Contact with health professionals
All parents caring for babies and young child at times need advice and support and even help with caring for their children. This can come from a variety of sources and will depend the way care is organised locally and on the particular problem or issue.
During pregnancy and soon after the baby is born the main contacts with health professionals outside hospital will be with the community midwife and family doctor or general practitioner (GP) with whom you are registered. You may see the same community midwife or one of a team and home visits will go on for approximately ten days after the birth, and sometimes up to four weeks, depending on your needs and those of your baby. Their care is mostly focused on women's physical health and wellbeing and recovery after childbirth and on the health, feeding and early growth of the baby. During that time you may be seen at home by your GP and at some point in the first six weeks after giving birth attend the surgery or practice for a post-natal examination.
At this time mothers and fathers, especially first time parents, often have lots of questions or minor worries about their baby. Many concern feeding, sleeping and crying, while others relate to spots and rashes and other minor conditions:Why does he cry so much?
The period around the time that a baby is born is an important one when parents and their GP can establish a good relationship. As healthy adults parents may have had little to do with the health care system, but with a small baby, feeling that you have got to know the family doctor is essential if you are to feel confident about any care that may be needed. What is important is to be able to share the kind of concerns just listed with health professionals who can provide the reassurance and clinical and practical advice you need.
Similar questions may arise as your baby grows, however, at the end of the first month another professional, the health visitor, usually linked with the GP practice, takes on responsibility for some aspects of care, especially those relating to your child's health and development. Health visitors see mothers and babies, and often whole families at home, but usually also run clinics based in practices or health centres which parents can attend with their babies. These are likely to be run at regular intervals, often on a weekly basis and are a good place to talk over your baby's growth and development. Typically there are regular checks on weight gain and discussion about introducing solid food, problems such as colic and teething, sleeping and the timing of immunisations.

# # # # #

**What the task requires**
Please continue the passage above on parents' contact with health professionals, starting after its final sentence.

**Dataset excerpt**

# # # # #

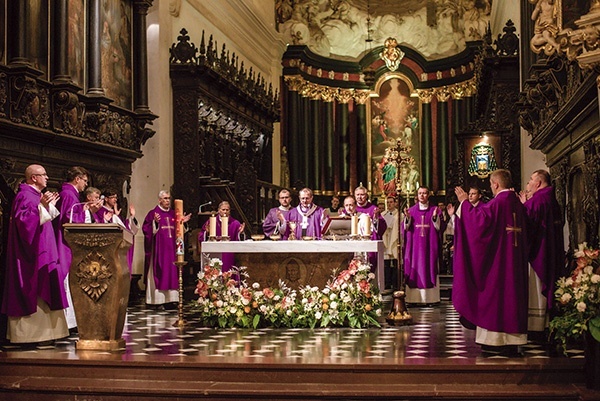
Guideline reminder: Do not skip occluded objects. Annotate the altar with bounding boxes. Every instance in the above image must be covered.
[201,240,384,289]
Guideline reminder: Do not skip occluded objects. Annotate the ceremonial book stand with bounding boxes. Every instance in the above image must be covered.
[64,224,133,351]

# # # # #

**Task answer**
While they have a particular responsibility for carrying out health checks on your baby, health visitors can also be sources of support and advice more broadly. For example, they can provide information about local mother and baby groups, play groups for pre-school children and child care, both in the form of nurseries and registered child-minders.
At this time parents usually make contact with GPs if their child is ill or if they have serious or persistent worries about their baby's health or development:
My child seems a little behind compared with other babies, is he child developing normally?
I am not sure she can hear properly, can this be checked accurately?
Why does she have repeated colds and ear infections?
I think my child has an allergy, what should I do?
Immunisations may be carried out by your GP or by another member of the practice staff such as a nurse practitioner at a regularly held clinic or sometimes by individual appointment. If you are uncertain about a prescription you may have been given for your baby, you can discuss this with the dispensing pharmacist who can also give advice about proprietary medicines.
More specialist help is available if needed and your GP may refer you and your child to a consultant community paediatrician, physiotherapist, speech therapist, ophthalmologist (vision specialist) or audiologist (hearing specialist), depending on the type of problem or concern. Babies who have been born preterm or who were sick in the newborn period will probably have hospital follow-up appointments for some time, often with more than one specialist, and they may be part of a long term follow-up programme.
Signs of serious illness, accidents or emergencies usually involve a visit to your local Hospital's Accident and Emergency Department, where children's nurses and other staff will be involved in your baby's care.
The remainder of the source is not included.